Given exercise
Return all of the records below line for line and unchanged, but leave out the pictures.

──────── Records provided

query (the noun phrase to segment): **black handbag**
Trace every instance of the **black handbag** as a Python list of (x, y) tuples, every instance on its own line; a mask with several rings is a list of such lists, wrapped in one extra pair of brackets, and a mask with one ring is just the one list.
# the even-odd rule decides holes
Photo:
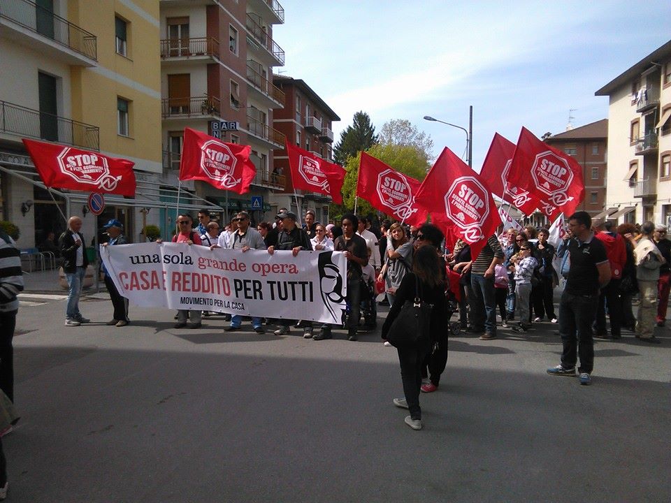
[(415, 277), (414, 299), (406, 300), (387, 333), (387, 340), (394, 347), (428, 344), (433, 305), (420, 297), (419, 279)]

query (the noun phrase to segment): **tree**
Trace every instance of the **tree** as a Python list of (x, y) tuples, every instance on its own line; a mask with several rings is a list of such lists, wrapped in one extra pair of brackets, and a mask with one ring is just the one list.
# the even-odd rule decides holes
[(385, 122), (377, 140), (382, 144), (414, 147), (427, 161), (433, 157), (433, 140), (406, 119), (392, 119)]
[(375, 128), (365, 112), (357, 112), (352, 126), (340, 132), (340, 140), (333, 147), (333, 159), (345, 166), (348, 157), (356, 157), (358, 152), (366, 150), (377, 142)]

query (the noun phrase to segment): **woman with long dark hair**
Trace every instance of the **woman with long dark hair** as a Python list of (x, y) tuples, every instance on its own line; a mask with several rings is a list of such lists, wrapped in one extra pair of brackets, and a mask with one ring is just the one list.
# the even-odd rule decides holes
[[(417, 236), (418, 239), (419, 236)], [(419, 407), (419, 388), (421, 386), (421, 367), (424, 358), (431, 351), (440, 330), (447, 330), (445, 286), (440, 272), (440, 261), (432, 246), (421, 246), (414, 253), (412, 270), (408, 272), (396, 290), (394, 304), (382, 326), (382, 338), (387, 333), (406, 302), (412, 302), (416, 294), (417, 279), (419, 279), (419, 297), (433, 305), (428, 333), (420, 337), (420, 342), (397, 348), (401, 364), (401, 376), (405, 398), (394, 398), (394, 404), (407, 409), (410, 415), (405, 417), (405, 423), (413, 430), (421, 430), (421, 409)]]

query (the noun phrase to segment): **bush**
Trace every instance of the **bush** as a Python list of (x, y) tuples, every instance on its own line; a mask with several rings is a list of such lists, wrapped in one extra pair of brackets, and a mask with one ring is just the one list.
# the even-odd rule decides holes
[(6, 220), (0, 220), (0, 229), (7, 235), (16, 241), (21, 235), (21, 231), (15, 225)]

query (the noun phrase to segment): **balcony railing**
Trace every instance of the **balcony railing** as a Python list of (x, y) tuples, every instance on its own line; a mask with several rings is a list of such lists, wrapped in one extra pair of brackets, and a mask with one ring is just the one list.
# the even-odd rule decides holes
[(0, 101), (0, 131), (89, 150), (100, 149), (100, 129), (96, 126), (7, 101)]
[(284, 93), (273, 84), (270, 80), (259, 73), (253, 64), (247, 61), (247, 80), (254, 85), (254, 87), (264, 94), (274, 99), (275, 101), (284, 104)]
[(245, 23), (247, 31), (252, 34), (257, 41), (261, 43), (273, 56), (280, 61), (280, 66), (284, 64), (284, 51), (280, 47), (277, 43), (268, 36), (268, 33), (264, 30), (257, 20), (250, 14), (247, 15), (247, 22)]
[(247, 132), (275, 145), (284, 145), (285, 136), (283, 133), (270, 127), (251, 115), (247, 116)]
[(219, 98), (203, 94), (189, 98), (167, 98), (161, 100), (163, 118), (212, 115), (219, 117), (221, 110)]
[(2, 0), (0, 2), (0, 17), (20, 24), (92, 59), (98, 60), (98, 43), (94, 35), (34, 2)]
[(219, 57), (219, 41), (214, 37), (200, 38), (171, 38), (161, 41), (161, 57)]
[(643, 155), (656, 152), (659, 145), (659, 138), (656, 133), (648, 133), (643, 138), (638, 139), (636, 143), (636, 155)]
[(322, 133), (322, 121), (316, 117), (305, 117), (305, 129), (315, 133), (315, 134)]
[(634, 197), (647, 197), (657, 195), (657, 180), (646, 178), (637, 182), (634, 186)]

────────────────

Written response
query (the noun phrase to segment): **black handbag**
Trace every instance of the **black handbag** as a Python list of (x, y) tuples, every instance on its own line; a mask with several rings is a list of such lists, wrapped in one extra pair of brackets, and a mask with one ring is just the one list.
# the even-odd rule decides holes
Photo:
[(415, 277), (414, 299), (406, 300), (387, 333), (387, 340), (394, 347), (428, 344), (433, 305), (420, 297), (419, 279)]

query (the noun phrase to segment): **tree**
Trace every instance of the **tree** as a Python list of (x, y) tuples, every instance on its own line; a mask with several rings is a list of such lists, wrapped in one extra pair of brackets, and a mask with one ring is just the one list.
# the even-odd rule decides holes
[(385, 122), (377, 140), (382, 144), (414, 147), (427, 161), (433, 157), (433, 140), (406, 119), (392, 119)]
[(375, 128), (365, 112), (357, 112), (352, 126), (340, 132), (340, 140), (333, 147), (333, 159), (345, 166), (348, 157), (356, 157), (358, 152), (366, 150), (377, 142)]

query (the noun phrase to segment): **woman with long dark hair**
Trace every instance of the **woman with long dark hair** as a Python list of (x, y) tuples, every instance on its own line; a mask with several rings is a list of such lists, wrapped in one extra pair of brackets, and a mask with one ring is just the one list.
# the even-odd rule decides holes
[[(417, 236), (418, 239), (419, 236)], [(419, 407), (419, 388), (421, 386), (421, 367), (424, 358), (431, 351), (440, 330), (447, 330), (445, 286), (440, 272), (440, 261), (432, 246), (421, 246), (414, 253), (412, 270), (408, 272), (396, 290), (394, 304), (382, 326), (382, 338), (387, 333), (406, 302), (412, 302), (416, 294), (417, 279), (419, 279), (419, 297), (433, 305), (428, 333), (420, 337), (420, 342), (397, 348), (401, 364), (401, 376), (405, 398), (394, 398), (394, 404), (407, 409), (410, 415), (405, 417), (405, 423), (413, 430), (421, 430), (421, 409)]]

query (the noun phrase to segment): **bush**
Trace every instance of the **bush** as a Python list of (x, y) tuples, every instance on its own line; a mask with several rings is a list of such lists, wrapped in one extra pair of brackets, and a mask with one ring is just the one list.
# the even-odd rule decides holes
[(6, 220), (0, 220), (0, 229), (7, 235), (16, 241), (21, 235), (21, 231), (15, 225)]

query (the noun phrase to segment): **balcony railing**
Trace every instance of the **balcony railing** as a Python list of (x, y) tuples, every instance on its own line; a mask with several rings is a list of such lists, wrapped in one extra pair of brackets, and a mask with one ring is just the one list.
# the even-odd rule decides holes
[(0, 101), (0, 131), (89, 150), (100, 149), (100, 129), (96, 126), (7, 101)]
[(284, 93), (273, 84), (270, 80), (259, 73), (253, 64), (247, 61), (247, 80), (254, 85), (254, 87), (264, 94), (274, 99), (275, 101), (284, 104)]
[(245, 23), (247, 31), (252, 34), (257, 41), (261, 43), (273, 56), (280, 61), (280, 66), (284, 64), (284, 51), (280, 47), (277, 43), (268, 36), (268, 33), (264, 30), (257, 20), (250, 14), (247, 15), (247, 22)]
[(247, 132), (275, 145), (284, 145), (285, 136), (283, 133), (270, 127), (251, 115), (247, 116)]
[(219, 98), (203, 94), (189, 98), (167, 98), (161, 100), (163, 118), (212, 115), (219, 117), (221, 110)]
[(2, 0), (0, 2), (0, 17), (20, 24), (92, 59), (98, 60), (98, 43), (94, 35), (34, 2)]
[(219, 57), (219, 41), (214, 37), (200, 38), (171, 38), (161, 41), (161, 57)]
[(643, 155), (656, 152), (659, 145), (659, 138), (656, 133), (648, 133), (643, 138), (638, 139), (636, 143), (636, 155)]
[(322, 133), (322, 121), (316, 117), (305, 117), (305, 129), (315, 133), (315, 134)]
[(634, 197), (647, 197), (657, 195), (657, 180), (646, 178), (637, 182), (634, 186)]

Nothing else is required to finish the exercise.